Task prompt → Convert the entries from the line containing "window with bars." through the line containing "Target: window with bars", both included, into a JSON list of strings with one string per line and blank lines omitted.

--- START Materials provided ---

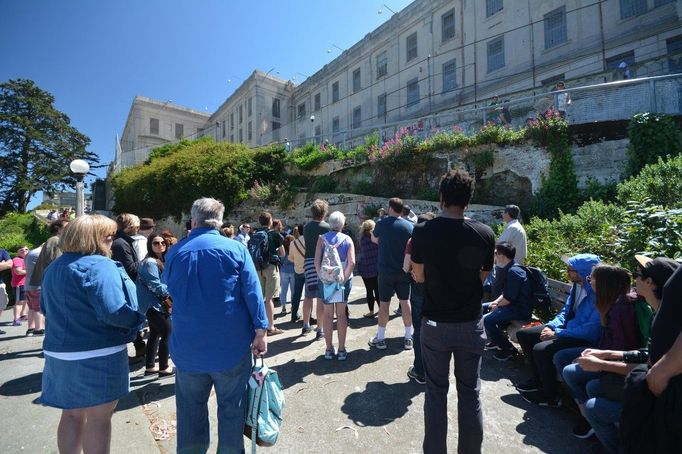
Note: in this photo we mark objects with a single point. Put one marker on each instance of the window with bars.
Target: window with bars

--- END Materials provided ---
--- START Materials provided ---

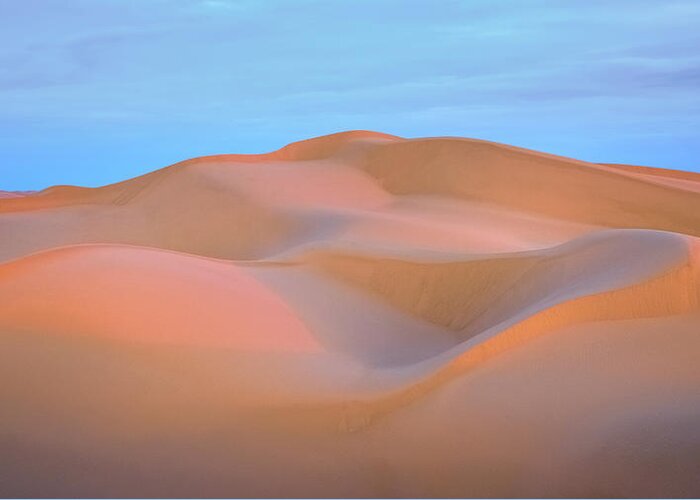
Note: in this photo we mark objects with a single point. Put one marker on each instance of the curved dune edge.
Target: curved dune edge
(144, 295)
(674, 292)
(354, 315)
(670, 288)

--- END Materials provided ---

Expected answer →
[
  "Note: in this photo we mark objects with a single point. Put one marker on each instance of the window with bars.",
  "Target: window with bars"
]